__TO BE DONE__:
**a.** Copy the gothic lolita article word for word from "Students celebrate Halloween" to "for visiting graveyards.".
**b.** Name every item the gothic lolita article gives as a common element of lolita outfits.

__DOCUMENT__:

Students celebrate Halloween activities with gothic lolita
October 29, 2019
For some fans of gothic subcultures, October is a good month for visiting graveyards.
Zoë Goldenfeld, senior in LAS, organized a graveyard picnic earlier in October. Goldenfeld and her guests exchanged anecdotes and personal recipes while sitting on an empty plot of ground adjacent to a nineteenth-century graveyard — a short drive from Champaign-Urbana. Goldenfeld said she chose the location for the meetup because it fit a spooky aesthetic thematically appropriate for October.
“It was an isolated spot where we could hang out in peace,” Goldenfeld said. “It was surrounded by an autumnal landscape that conveyed the atmosphere of the beginning of a cheesy horror movie but in a fun way.”
Goldenfeld said the graveyard she picked for her picnic is a good fit because it’s over a century old. Therefore, it is unlikely that any mourners would attend the graveyard and be offended by her group’s picnic.
“It’d be one thing if there’s a more recent grave, and you went to mourn your dead father, and there were a bunch of weird kids in black clothes listening to funky music and getting drunk,” she said. “But if somebody died 80 years ago, I think you’re OK.”
Goldenfeld’s picnic was a gothic lolita meetup. Meetups, referring generally to any event where people agree to socialize together while wearing lolita fashion, can take many forms, from scheduled events at cafes to visits to art museums. However, Goldenfeld’s event was informal, as a Halloween-spirited graveyard picnic.
Lolita is an alternative fashion that evolved in Japan, drawing inspiration from intricate Victorian clothing. Jumper skirts, blouses, ribbons and petticoats are common elements of lolita outfits. Goldenfeld explains lolita grew in popularity among its fans as a subversion of the mainstream fashion expectations of the time.
“In the late nineties, popular fashion involved showing more skin,” Goldenfeld said. “Lolita evolved as a fashion style inspired by European historical clothing from the eighteenth and nineteenth centuries that was modest, yet cute, and more accessible to wear in a modern context.”
Lolita has a handful of popular subgenres. Some, like classic lolita, emulate a demure tea party look. Others, like Goldenfeld’s preferred gothic lolita, embody the dark grandeur of 18th century Gothic aesthetics.

__ROWS__:
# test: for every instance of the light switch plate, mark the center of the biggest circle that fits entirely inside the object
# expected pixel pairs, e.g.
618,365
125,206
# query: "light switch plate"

__ANSWERS PER TASK__:
**a.**
Students celebrate Halloween activities with gothic lolita
October 29, 2019
For some fans of gothic subcultures, October is a good month for visiting graveyards.

**b.** Jumper skirts, blouses, ribbons, petticoats